> _DO THIS_: Rewrite everything from the line containing "Wanted = one point per instance on the wavy" down to the end of the records, requests included, and shift each x and y value in the answer points up by 6.

** START OF DATA FOR THE TASK **

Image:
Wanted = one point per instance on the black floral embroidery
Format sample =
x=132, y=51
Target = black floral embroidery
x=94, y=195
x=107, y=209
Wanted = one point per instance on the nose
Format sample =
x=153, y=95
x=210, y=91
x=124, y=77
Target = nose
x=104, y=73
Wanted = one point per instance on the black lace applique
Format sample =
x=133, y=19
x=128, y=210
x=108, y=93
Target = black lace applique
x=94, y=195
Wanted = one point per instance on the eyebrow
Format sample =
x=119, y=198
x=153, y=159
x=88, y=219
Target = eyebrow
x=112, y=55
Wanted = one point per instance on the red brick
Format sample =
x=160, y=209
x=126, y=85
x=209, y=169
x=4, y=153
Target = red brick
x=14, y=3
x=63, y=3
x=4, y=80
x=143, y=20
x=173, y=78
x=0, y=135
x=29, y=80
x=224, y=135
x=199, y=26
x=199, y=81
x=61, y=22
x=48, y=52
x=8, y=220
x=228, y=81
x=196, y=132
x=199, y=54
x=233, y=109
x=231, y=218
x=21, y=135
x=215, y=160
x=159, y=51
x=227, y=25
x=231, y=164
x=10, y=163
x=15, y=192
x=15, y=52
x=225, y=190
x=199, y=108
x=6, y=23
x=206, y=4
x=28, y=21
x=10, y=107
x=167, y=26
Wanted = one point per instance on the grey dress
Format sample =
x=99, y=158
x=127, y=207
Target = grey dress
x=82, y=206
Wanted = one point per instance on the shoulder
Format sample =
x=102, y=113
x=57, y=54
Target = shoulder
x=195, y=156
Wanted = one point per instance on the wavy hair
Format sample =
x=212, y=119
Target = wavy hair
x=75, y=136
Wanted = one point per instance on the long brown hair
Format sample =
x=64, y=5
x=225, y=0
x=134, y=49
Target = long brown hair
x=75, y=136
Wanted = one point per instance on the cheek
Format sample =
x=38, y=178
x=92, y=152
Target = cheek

** END OF DATA FOR THE TASK **

> _REPLY_:
Wanted = one point per instance on the wavy hair
Format sample =
x=212, y=119
Target = wavy hair
x=81, y=142
Wanted = one point per instance on the long brown hair
Format sample =
x=64, y=5
x=225, y=0
x=134, y=49
Target = long brown hair
x=81, y=142
Wanted = one point per instance on the cheek
Format sample =
x=38, y=178
x=92, y=152
Target = cheek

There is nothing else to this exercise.